---------- Data provided ----------

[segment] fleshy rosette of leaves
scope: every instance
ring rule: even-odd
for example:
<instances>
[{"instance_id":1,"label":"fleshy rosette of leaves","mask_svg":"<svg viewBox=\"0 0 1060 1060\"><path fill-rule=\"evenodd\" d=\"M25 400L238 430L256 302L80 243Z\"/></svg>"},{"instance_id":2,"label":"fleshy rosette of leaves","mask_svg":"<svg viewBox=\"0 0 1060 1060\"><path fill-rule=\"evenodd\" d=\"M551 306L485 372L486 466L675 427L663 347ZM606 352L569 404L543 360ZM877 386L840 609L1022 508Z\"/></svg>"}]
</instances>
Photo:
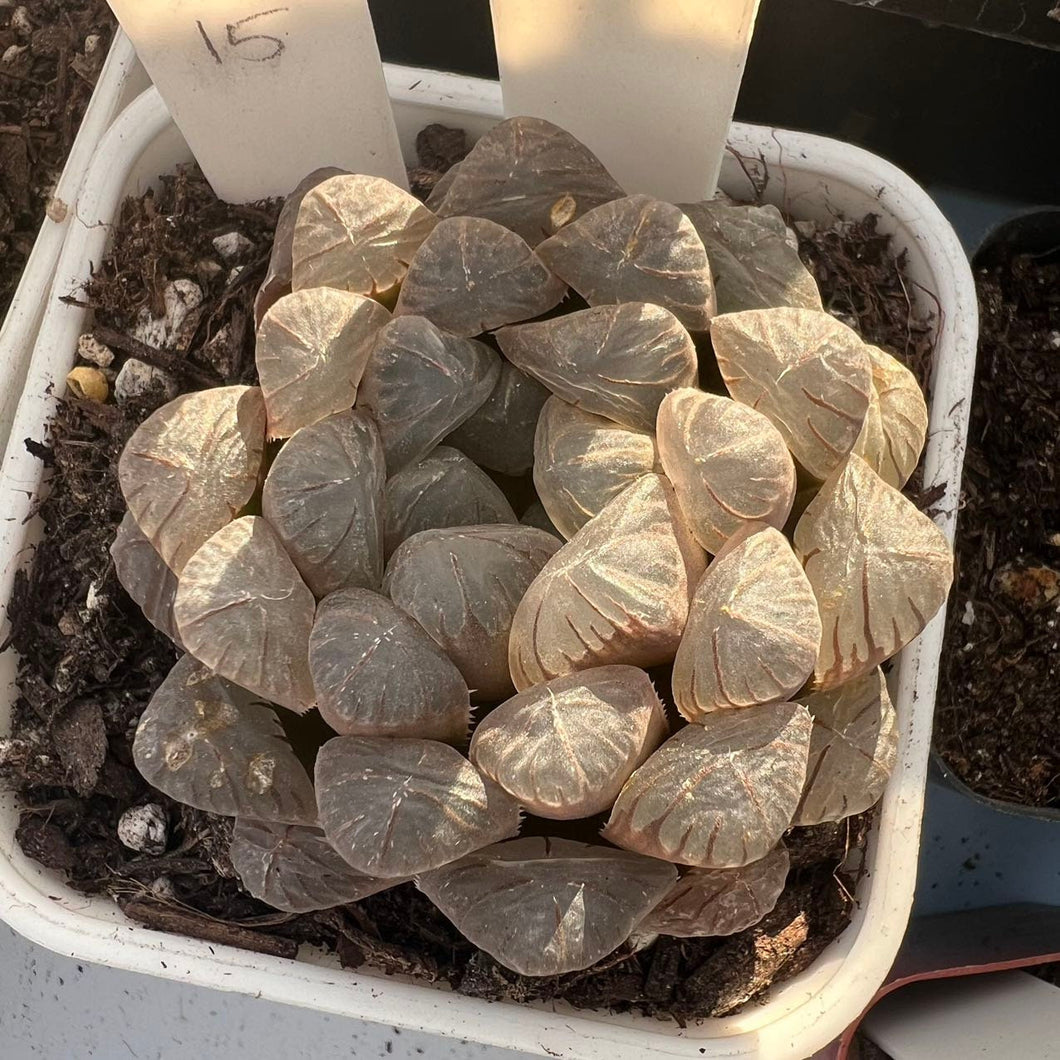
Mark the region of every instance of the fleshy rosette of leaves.
<instances>
[{"instance_id":1,"label":"fleshy rosette of leaves","mask_svg":"<svg viewBox=\"0 0 1060 1060\"><path fill-rule=\"evenodd\" d=\"M135 762L237 819L251 894L413 879L555 975L756 923L787 830L881 796L878 667L950 577L896 488L926 406L820 308L773 208L627 196L513 118L426 204L308 177L257 315L259 386L129 440L112 548L186 652ZM646 669L671 664L673 731ZM308 711L333 733L305 746ZM608 812L612 845L516 838Z\"/></svg>"}]
</instances>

----------

* **Exercise goal**:
Copy these entries precisely and drop any picture.

* **Response for this exercise**:
[segment] fleshy rosette of leaves
scope: every instance
ring rule: even-odd
for example:
<instances>
[{"instance_id":1,"label":"fleshy rosette of leaves","mask_svg":"<svg viewBox=\"0 0 1060 1060\"><path fill-rule=\"evenodd\" d=\"M25 400L238 430L256 302L80 243Z\"/></svg>"},{"instance_id":2,"label":"fleshy rosette of leaves","mask_svg":"<svg viewBox=\"0 0 1060 1060\"><path fill-rule=\"evenodd\" d=\"M551 306L485 372L486 466L675 427L663 347ZM606 352L569 404L543 360ZM877 386L840 609L1022 508Z\"/></svg>"}]
</instances>
Photo:
Mark the region of every instance of the fleshy rosette of leaves.
<instances>
[{"instance_id":1,"label":"fleshy rosette of leaves","mask_svg":"<svg viewBox=\"0 0 1060 1060\"><path fill-rule=\"evenodd\" d=\"M135 762L237 819L251 894L413 879L555 975L756 923L787 830L881 796L878 667L950 577L896 488L926 406L820 308L773 208L627 196L513 118L426 204L308 177L257 315L259 386L129 440L112 548L186 652ZM646 669L671 664L673 731ZM308 711L333 733L305 746ZM608 812L612 845L516 838Z\"/></svg>"}]
</instances>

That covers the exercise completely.